* _Natural-language object grounding data_:
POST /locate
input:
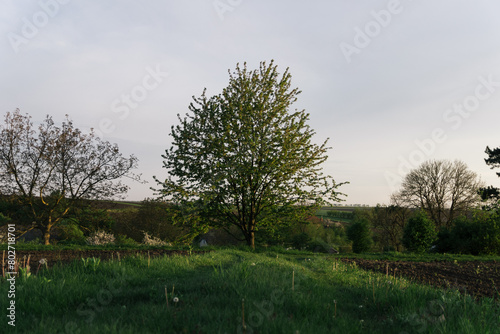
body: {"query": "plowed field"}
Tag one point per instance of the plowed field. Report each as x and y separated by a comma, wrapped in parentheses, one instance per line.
(476, 278)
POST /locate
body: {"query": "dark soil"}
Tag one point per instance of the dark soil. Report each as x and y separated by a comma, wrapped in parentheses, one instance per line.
(476, 278)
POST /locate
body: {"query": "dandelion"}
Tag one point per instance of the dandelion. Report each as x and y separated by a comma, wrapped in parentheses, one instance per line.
(42, 261)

* _Exercise requirements_: Go through the lines above. Select every one that has the string "body".

* _Solution to this exercise_:
body: {"query": "plowed field"}
body: {"query": "dark soil"}
body: {"query": "dandelion"}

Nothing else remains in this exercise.